- _PASSAGE FOR REVIEW_
Across the entire sample, we tested whether diagnostic groups differed in R1 and FA. Compared to CTL, the MDD group had significantly greater R1 in the left uncinate fasciculus (β = 0.53; p = 0.022), right uncinate fasciculus (β = 0.42; p = 0.037), and in the corpus callosum genu (β = 0.44; p = 0.025). Similarly, the MDD group had significantly higher FA in the left uncinate fasciculus (β = 0.56; p = 0.016). See Fig. S4 and Table 2A for more details. The MDD group did not differ from the CTLs in R1 of the cingulum cingulate or corpus callosum splenium (all ps > 0.135) or in FA of the other tracts of interest (all ps > 0.167). Finally, neither R1 (all ps > 0.156) nor FA (all ps > 0.107) of our tracts of interest were associated with RADS-2 scores.

Table 2 Summary of main effects of depression diagnosis on R1 (A) and interaction effects of sex and depression diagnosis on R1 (B).

With respect to sensitivity analyses, for all models exhibiting a significant effect of depression, including study group and medication status reduced the significance of the effect of depression diagnosis in all models (left uncinate: p = 0.18 and p = 0.213, respectively; right uncinate: p = 0.103 and p = 0.213, respectively; corpus callosum genu: p = 0.175 and p = 0.126, respectively). While including Tanner stage did not affect the significance of the effect of depression on R1 in the left uncinate fasciculus (p < 0.05), it did reduce the significance of the effect of depression in our remaining models (right uncinate: p = 0.062; corpus callosum genu: p = 0.068). While excluding the three participants with past MDD reduced the significance of the effect of depression diagnosis in the uncinate (left uncinate: p = 0.054; right uncinate: p = 0.074) it did not change the significance of the effect of depression diagnosis in the corpus callosum genu (p = 0.022).

When including both R1 and FA as predictors of depression diagnosis in a logistic regression model, R1 in the uncinate was associated with an increased but non-significant odds of MDD (left uncinate: β = 0.48, p = 0.089; right uncinate: β = 0.57, p = 0.071), while R1 in the corpus callosum genu was associated with a statistically significant increased odds of MDD (β = 0.65, p = 0.047). In none of these models was FA significantly associated with odds of MDD (all ps > 0.144).

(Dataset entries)
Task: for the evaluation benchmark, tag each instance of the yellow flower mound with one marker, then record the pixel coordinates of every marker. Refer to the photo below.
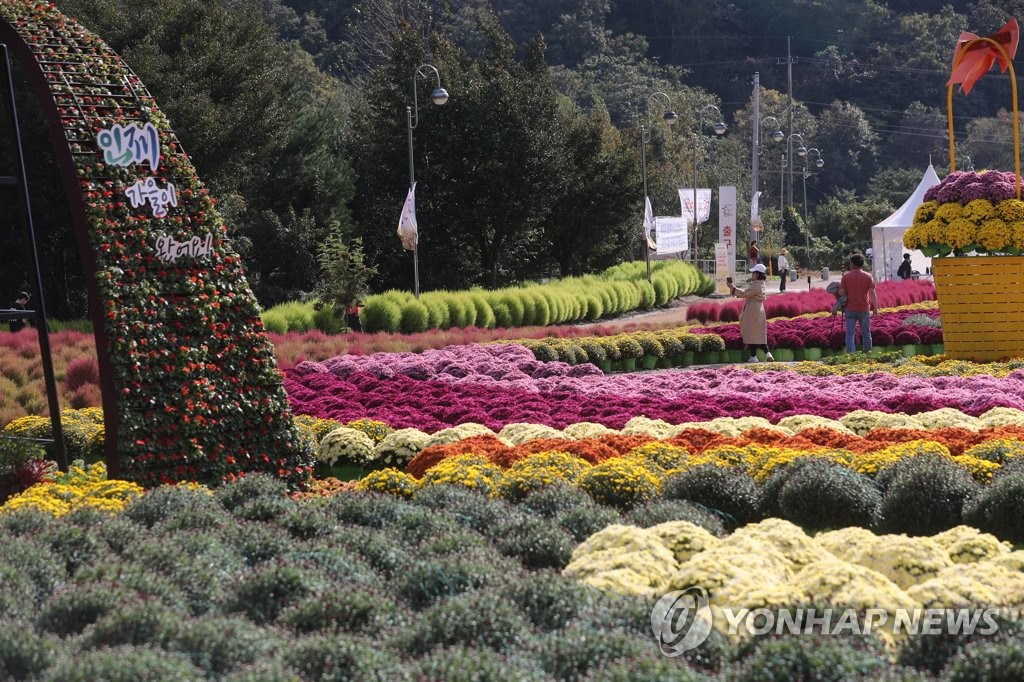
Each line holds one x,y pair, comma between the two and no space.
470,471
904,560
78,487
848,585
684,539
624,559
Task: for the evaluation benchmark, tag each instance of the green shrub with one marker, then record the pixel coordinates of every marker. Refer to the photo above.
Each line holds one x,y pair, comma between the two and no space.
924,495
999,508
329,657
139,624
660,511
722,491
823,495
585,520
221,644
480,617
329,318
354,608
380,314
162,503
268,590
427,581
24,652
415,317
548,599
468,664
571,652
124,664
536,542
824,658
69,612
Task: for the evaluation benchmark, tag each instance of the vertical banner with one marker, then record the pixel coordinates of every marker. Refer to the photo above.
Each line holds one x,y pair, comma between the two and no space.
704,204
727,221
723,267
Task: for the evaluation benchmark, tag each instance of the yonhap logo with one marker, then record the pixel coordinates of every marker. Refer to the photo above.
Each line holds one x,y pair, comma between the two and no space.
681,621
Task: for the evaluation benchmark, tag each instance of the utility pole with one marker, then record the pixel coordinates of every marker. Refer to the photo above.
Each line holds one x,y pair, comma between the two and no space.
788,143
755,162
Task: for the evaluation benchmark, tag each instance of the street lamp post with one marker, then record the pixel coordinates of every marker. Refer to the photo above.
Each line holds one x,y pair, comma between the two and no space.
818,163
719,128
438,96
671,117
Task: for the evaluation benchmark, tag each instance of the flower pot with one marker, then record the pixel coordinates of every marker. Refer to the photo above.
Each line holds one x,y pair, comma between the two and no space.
812,353
980,305
783,354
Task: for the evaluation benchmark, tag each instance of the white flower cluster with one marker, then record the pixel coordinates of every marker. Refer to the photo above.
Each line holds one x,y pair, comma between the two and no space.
775,564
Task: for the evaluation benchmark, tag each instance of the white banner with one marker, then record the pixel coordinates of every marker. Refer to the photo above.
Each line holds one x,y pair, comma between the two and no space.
704,204
648,222
723,267
727,222
408,229
756,212
672,233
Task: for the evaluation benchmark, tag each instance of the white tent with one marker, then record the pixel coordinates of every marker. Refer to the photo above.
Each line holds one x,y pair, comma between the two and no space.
887,237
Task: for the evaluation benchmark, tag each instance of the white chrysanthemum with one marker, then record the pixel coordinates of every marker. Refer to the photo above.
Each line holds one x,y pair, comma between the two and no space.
586,430
787,538
967,545
457,433
345,444
399,446
520,432
684,539
948,417
862,421
798,423
1003,417
656,428
904,560
844,543
848,585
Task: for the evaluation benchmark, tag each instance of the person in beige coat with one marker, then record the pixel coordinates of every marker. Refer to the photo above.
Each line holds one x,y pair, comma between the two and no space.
753,323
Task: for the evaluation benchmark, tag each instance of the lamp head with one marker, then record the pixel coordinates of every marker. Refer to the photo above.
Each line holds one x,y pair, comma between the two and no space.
438,96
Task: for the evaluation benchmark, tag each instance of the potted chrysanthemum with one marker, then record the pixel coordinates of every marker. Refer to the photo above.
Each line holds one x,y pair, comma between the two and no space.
972,224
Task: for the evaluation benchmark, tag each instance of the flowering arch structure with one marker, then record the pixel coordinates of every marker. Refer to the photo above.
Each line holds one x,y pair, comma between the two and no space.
189,382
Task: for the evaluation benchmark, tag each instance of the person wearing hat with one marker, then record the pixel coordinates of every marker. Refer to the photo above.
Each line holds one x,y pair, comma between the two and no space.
783,268
19,303
753,322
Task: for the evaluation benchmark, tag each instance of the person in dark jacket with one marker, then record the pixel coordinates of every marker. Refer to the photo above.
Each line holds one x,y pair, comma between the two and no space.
19,303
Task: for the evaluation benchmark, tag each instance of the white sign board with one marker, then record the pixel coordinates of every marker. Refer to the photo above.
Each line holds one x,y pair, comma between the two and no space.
727,222
672,233
723,267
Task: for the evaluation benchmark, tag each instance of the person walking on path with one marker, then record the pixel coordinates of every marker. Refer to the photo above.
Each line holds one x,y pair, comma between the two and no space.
753,254
19,303
753,322
904,271
861,301
783,269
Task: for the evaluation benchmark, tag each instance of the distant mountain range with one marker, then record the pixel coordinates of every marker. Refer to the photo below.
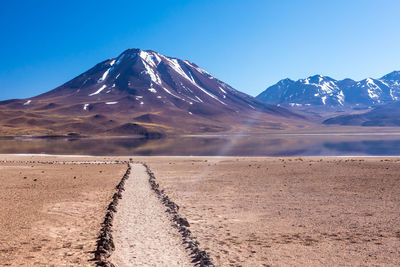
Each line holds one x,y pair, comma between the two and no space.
141,92
323,91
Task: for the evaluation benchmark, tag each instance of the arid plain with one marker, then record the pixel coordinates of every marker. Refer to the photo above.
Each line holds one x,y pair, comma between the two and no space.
247,211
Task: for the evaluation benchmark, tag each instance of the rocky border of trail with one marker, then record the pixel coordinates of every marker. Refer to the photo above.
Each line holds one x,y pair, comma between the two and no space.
199,257
105,241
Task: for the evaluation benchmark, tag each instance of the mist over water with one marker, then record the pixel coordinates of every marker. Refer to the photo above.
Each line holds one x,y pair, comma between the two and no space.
239,145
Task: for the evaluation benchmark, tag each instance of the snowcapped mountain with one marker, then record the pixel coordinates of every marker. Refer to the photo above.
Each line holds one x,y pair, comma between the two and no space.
147,89
324,91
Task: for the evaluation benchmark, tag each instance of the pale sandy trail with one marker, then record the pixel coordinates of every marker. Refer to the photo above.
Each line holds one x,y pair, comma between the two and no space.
143,234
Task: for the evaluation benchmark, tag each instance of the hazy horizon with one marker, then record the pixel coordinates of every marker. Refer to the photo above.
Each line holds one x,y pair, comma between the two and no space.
248,45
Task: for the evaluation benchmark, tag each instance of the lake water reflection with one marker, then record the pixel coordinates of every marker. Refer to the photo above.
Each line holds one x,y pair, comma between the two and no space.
238,145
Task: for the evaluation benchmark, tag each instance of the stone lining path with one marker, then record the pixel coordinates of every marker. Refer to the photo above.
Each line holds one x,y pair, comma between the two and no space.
142,231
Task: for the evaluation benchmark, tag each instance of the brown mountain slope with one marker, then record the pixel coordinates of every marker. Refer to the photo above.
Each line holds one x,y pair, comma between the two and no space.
146,93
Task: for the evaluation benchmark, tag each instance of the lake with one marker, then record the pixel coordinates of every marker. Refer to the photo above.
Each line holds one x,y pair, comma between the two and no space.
214,145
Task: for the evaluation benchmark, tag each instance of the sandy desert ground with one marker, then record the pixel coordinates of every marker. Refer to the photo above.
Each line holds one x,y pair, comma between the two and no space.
50,214
244,211
289,212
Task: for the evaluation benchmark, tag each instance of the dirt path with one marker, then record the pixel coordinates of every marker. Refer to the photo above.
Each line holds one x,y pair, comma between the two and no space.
142,231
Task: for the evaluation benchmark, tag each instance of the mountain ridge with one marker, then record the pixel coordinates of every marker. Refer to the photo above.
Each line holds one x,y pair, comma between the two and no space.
318,90
139,91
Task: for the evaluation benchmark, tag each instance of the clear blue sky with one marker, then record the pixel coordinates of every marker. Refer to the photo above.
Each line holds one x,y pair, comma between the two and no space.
248,44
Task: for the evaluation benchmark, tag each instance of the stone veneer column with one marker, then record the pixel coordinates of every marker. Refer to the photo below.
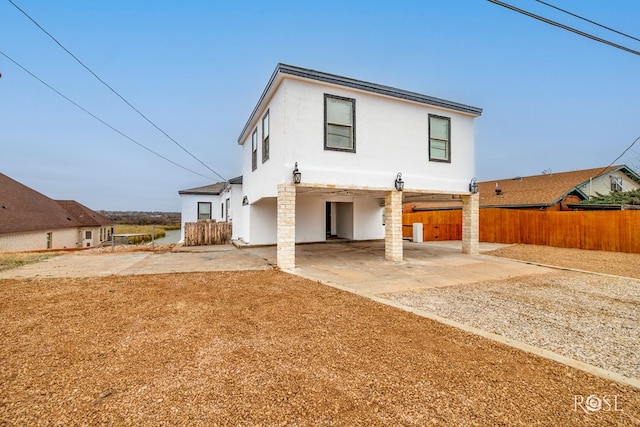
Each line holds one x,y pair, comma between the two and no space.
286,232
470,224
393,226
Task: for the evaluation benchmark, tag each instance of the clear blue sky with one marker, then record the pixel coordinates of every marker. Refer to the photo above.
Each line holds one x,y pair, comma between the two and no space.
551,99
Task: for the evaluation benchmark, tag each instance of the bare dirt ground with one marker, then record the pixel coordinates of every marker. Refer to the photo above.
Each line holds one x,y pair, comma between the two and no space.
266,348
616,263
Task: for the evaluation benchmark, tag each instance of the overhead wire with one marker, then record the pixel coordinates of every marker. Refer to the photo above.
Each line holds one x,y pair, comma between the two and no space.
564,27
115,92
98,118
617,158
588,20
590,36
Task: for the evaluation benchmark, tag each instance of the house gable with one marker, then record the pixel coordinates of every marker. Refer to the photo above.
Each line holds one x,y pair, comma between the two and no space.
23,209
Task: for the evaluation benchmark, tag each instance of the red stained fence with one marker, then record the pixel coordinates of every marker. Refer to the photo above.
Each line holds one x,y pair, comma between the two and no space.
616,231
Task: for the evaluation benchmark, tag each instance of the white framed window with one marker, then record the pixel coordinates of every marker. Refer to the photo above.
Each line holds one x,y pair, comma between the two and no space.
254,150
204,210
265,137
439,138
616,183
339,123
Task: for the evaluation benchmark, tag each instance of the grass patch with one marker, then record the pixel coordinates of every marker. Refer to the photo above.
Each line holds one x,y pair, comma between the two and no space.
158,230
18,259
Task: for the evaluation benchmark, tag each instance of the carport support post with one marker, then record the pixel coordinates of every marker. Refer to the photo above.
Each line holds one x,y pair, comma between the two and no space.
286,233
470,224
393,226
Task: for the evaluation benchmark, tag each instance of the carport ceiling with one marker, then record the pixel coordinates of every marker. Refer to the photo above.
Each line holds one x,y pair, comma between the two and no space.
409,196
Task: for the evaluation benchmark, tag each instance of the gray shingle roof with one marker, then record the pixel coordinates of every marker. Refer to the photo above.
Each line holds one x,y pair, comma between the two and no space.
211,189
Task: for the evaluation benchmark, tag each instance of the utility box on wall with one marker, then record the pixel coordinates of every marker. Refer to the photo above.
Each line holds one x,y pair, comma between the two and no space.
417,232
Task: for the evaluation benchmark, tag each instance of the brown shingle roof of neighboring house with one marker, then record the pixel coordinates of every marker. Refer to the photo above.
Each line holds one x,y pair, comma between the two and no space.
84,215
23,209
531,191
540,190
212,189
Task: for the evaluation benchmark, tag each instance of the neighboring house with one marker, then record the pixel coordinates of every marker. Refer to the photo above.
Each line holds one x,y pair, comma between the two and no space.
549,191
214,202
32,221
348,140
556,191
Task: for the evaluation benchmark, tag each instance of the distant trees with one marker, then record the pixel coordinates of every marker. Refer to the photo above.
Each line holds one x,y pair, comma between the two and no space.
143,218
615,198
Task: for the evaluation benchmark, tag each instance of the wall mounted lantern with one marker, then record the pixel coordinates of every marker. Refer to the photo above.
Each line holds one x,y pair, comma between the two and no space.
473,186
399,182
297,175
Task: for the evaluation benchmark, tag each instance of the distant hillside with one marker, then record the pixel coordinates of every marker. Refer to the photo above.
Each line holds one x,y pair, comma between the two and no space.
143,218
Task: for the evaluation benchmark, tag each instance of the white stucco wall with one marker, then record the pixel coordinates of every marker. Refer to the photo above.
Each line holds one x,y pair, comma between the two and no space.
391,137
234,194
602,184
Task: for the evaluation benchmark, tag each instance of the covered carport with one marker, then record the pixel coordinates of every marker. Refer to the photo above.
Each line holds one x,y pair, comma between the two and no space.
391,198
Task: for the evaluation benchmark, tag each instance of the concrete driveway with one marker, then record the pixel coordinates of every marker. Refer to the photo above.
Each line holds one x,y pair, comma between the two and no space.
359,266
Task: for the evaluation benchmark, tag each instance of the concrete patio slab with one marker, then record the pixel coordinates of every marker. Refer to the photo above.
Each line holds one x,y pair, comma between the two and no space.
361,266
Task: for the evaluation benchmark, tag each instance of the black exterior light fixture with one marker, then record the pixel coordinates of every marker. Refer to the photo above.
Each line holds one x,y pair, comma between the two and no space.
297,175
473,186
399,182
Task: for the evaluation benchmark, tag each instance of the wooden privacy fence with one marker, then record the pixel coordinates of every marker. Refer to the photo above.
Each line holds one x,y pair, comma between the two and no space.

- _PROBLEMS TO WORK ON_
**a)** Answer these questions about the passage on depression and brain white matter.
(i) In which tract did the MDD group have significantly higher FA than the CTL group?
(ii) What p value did the right uncinate show when Tanner stage was included?
(iii) In the logistic regression with both R1 and FA as predictors, what were the β and p values for R1 in the corpus callosum genu?
**b)** From the passage on depression and brain white matter, repeat the stretch from "Across the entire" through "diagnosis on R1 (B)." word for word.

- _ANSWER LIST_
**a)**
(i) The left uncinate fasciculus.
(ii) p = 0.062.
(iii) β = 0.65 and p = 0.047.

**b)**
Across the entire sample, we tested whether diagnostic groups differed in R1 and FA. Compared to CTL, the MDD group had significantly greater R1 in the left uncinate fasciculus (β = 0.53; p = 0.022), right uncinate fasciculus (β = 0.42; p = 0.037), and in the corpus callosum genu (β = 0.44; p = 0.025). Similarly, the MDD group had significantly higher FA in the left uncinate fasciculus (β = 0.56; p = 0.016). See Fig. S4 and Table 2A for more details. The MDD group did not differ from the CTLs in R1 of the cingulum cingulate or corpus callosum splenium (all ps > 0.135) or in FA of the other tracts of interest (all ps > 0.167). Finally, neither R1 (all ps > 0.156) nor FA (all ps > 0.107) of our tracts of interest were associated with RADS-2 scores.

Table 2 Summary of main effects of depression diagnosis on R1 (A) and interaction effects of sex and depression diagnosis on R1 (B).